▶ _Passage provided_:
%%

Rusticated pipes. If it's that bad, throw it in the trash. (I realize that's just my impression rather than a fact, but then, this is about our impressions, right?) Partially rusticated is even worse. On the other hand, I love blasts.

Chunky pipes. I love bent bulldogs, but I'll pass on the Peterson version. I look old enough as it is.

I'm not fond of metal bands on pipes. When I see a metal band, my mind says Dr. Grabow, and I won't pay more than thirty bucks. On the other hand, silver military mounts look absolutely fantastic.

As far as shapes go, I'm afraid to say. I thought the prince was the dorkiest shape in existence until I got one in an eBay auction; now I love 'em. I don't care for pipes that have the bowl leaning forward in an exaggerated manner; I don't see how you're supposed to smoke them. I'm not talking about cuttys, although I don't care for that shape either, but the ones that are even more exaggerated. Free hands are either hit or miss with me; most don't appeal, but having discovered pipes in the seventies, I can't completely write them off. I guess with pipe shapes, the older I get the more conservative I get though; I don't actually own any freehands. The only shape I can think of that I don't get at all is the blowfish. I see that it blows, and I don't smoke fish.

I have absolutely no interest in the metal pipes with the screw on bowls, odd colored pipes or other gimmicky pipes.


----------



## Hermit (Aug 5, 2008)

MarkC said:


> The only shape I can think of that I don't get at all is the blowfish. I see that it blows, and I don't smoke fish.


You're a disgrace to Puff. :rotfl:


----------



## MarkC (Jul 4, 2009)

Oops..I didn't think about that!


----------



## Commander Quan (May 6, 2003)

I'm glad to see that I am not alone in on my stance on bamboo. However I am going to make one exception the "spearfish pipe" I'm not sure how much this sold for, and know that most would consider it to be form over function, but if money were no object I would have bought this and smoked out of it ever day


----------



## Rascal (Jan 29, 2010)

%%

[Dataset rows on object locations]

%%

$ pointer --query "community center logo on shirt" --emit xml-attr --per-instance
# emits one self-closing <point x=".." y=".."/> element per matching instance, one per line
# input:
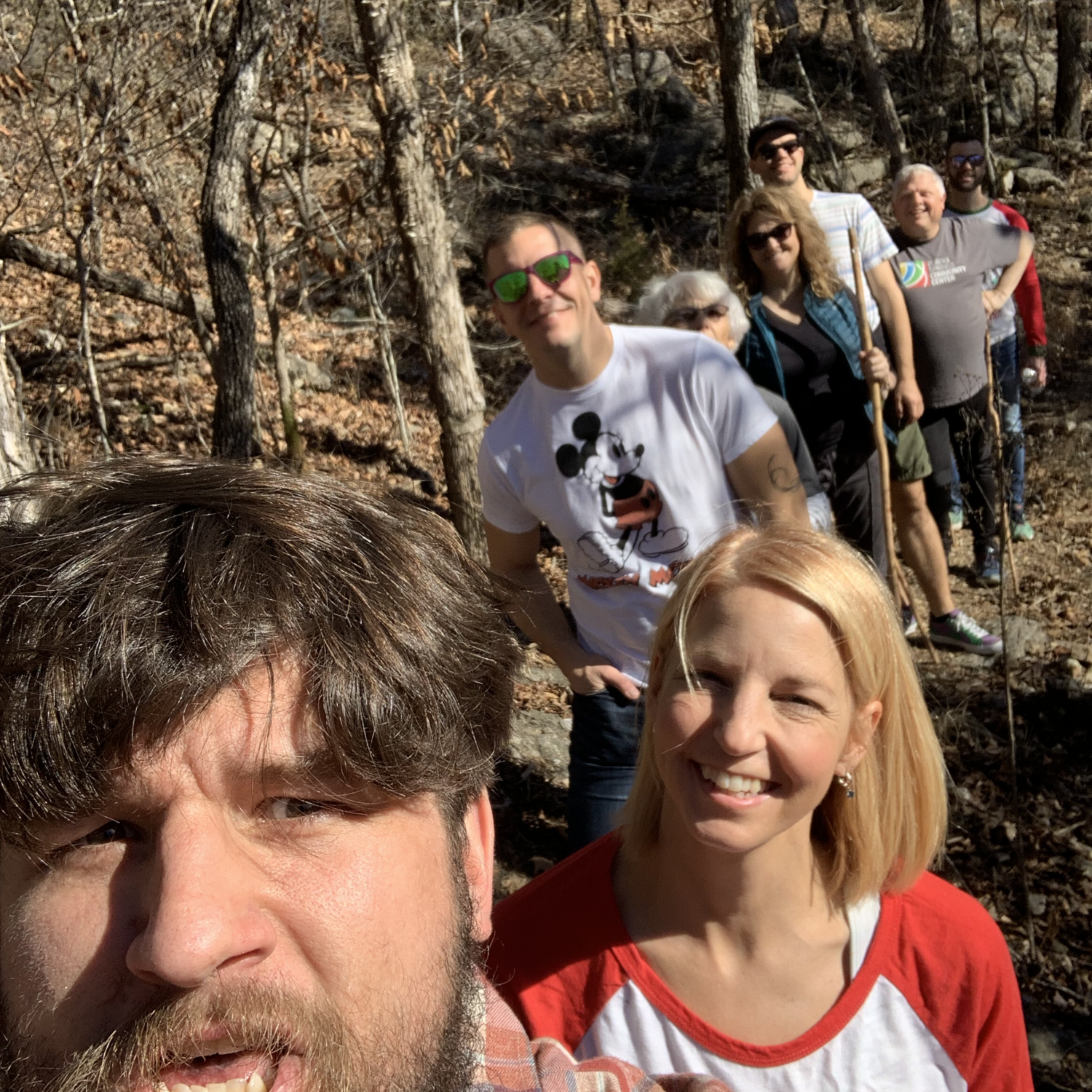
<point x="923" y="274"/>
<point x="914" y="274"/>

%%

▶ _What this exercise asks_:
- 1) From the pipe forum thread, extract the passage between "## Commander Quan" and "(Jan 29, 2010)", inclusive.
- 2) According to the pipe forum thread, which pipe shape did the first poster think was the dorkiest in existence before getting one in an eBay auction?
The rows play no part in this work.

▶ _Answers for the exercise_:
- 1)
## Commander Quan (May 6, 2003)

I'm glad to see that I am not alone in on my stance on bamboo. However I am going to make one exception the "spearfish pipe" I'm not sure how much this sold for, and know that most would consider it to be form over function, but if money were no object I would have bought this and smoked out of it ever day


----------



## Rascal (Jan 29, 2010)

- 2) The prince.